# Task requirements
Reproduce each of the following records verbatim, without altering any character.

# Listed records

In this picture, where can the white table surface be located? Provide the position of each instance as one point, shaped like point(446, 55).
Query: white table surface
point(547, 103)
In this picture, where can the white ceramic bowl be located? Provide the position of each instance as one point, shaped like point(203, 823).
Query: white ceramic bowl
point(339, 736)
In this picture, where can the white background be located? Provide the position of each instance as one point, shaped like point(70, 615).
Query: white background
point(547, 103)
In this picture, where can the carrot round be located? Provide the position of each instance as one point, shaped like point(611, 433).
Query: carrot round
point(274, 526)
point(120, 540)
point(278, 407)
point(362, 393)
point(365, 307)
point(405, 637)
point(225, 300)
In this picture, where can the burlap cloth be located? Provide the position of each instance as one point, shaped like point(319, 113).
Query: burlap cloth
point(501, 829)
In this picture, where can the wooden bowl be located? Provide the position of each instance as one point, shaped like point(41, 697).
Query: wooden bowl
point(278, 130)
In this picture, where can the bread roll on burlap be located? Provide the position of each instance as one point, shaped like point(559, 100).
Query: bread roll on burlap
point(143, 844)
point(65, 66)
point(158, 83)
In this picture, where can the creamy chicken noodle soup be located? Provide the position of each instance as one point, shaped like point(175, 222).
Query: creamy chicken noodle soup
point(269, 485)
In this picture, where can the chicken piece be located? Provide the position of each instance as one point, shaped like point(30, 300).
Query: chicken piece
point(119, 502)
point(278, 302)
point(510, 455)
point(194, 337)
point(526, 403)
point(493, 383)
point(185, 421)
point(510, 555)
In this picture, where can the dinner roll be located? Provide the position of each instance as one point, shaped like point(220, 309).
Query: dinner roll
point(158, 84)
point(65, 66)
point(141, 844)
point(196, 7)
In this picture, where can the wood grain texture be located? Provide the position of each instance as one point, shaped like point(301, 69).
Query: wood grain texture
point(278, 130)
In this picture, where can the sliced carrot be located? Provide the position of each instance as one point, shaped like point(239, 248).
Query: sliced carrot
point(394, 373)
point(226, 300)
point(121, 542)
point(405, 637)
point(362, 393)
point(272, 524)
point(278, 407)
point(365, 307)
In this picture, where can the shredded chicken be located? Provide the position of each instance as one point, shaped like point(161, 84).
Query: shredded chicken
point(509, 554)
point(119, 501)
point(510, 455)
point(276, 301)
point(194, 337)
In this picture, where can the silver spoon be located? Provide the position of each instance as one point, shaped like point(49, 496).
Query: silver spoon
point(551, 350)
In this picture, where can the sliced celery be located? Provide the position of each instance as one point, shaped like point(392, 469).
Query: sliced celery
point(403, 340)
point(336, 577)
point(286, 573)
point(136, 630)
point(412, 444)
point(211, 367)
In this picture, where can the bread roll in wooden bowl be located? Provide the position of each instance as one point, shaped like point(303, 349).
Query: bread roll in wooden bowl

# Output for this exercise
In this picture, where can the white table surface be located? Provide the position of each instance as one point, shaped like point(446, 55).
Query: white table surface
point(547, 103)
In this picture, where can the white ceramic bowl be located? Provide the position of each instance as one point, shaped like point(203, 823).
Query: white ceramic bowl
point(339, 736)
In this picture, where can the white background be located? Provide the position of each instance as one point, shaped like point(70, 615).
Query: white background
point(547, 103)
In this picture, where can the carrot round be located? Provide the position of each instance as one point, shaped like point(611, 433).
Query: carrot round
point(274, 526)
point(120, 540)
point(278, 407)
point(362, 393)
point(365, 307)
point(405, 637)
point(225, 300)
In this picture, where can the burlap cloth be located? Provide the position of each instance as one point, shaped like point(319, 113).
Query: burlap cloth
point(501, 829)
In this picture, where can the wooden bowl be located? Provide the position of each instance as one point, shaped like point(41, 697).
Query: wooden bowl
point(278, 130)
In this picture, where can the bread roll on burlap be located? Provide the position of each instance as one point, shaped like point(559, 100).
Query: bread roll on burlap
point(143, 844)
point(65, 66)
point(158, 83)
In this picture, where can the creamy chicken noodle soup be located? Provide the position of each instance as one point, shaped like point(175, 222).
Query: creamy chicken noodle soup
point(269, 485)
In this picture, where can the chicken piece be located? Provide the position of each instance as one point, shaped like point(30, 300).
Query: chicken piece
point(119, 502)
point(278, 302)
point(510, 455)
point(194, 337)
point(526, 403)
point(493, 383)
point(185, 421)
point(510, 555)
In this picture, where can the dinner roll be located? Provide the position of each instance as one point, shaped like point(220, 309).
Query: dinner roll
point(158, 84)
point(65, 66)
point(141, 844)
point(196, 7)
In this picture, where can the wood grain texture be located? Provide the position of each instance as one point, shaped like point(301, 69).
Query: wood grain texture
point(278, 130)
In this picture, where can the sliced carrot be located? Provide the position of each instance as one point, shaped like point(239, 248).
Query: sliced carrot
point(394, 373)
point(226, 300)
point(121, 542)
point(405, 637)
point(362, 393)
point(272, 524)
point(278, 407)
point(365, 307)
In this picture, where can the shredded chicken be located? Provide the position of each instance as one point, shaped like point(161, 84).
Query: shredded chicken
point(509, 554)
point(119, 501)
point(510, 455)
point(276, 301)
point(194, 337)
In this picture, where can the silver spoon be located? Provide the position of each instance as one point, shaped like point(49, 496).
Query: silver spoon
point(551, 350)
In this picture, where can the sliced celery be located? Provide the position of each instance as one point, shaped like point(392, 469).
Query: sliced celery
point(403, 340)
point(336, 577)
point(286, 573)
point(136, 630)
point(412, 444)
point(211, 367)
In this picture, where can the bread roll in wooden bowl be located? Provide the position of each instance as one point, shaped like point(303, 349).
Query: bread roll in wooden bowl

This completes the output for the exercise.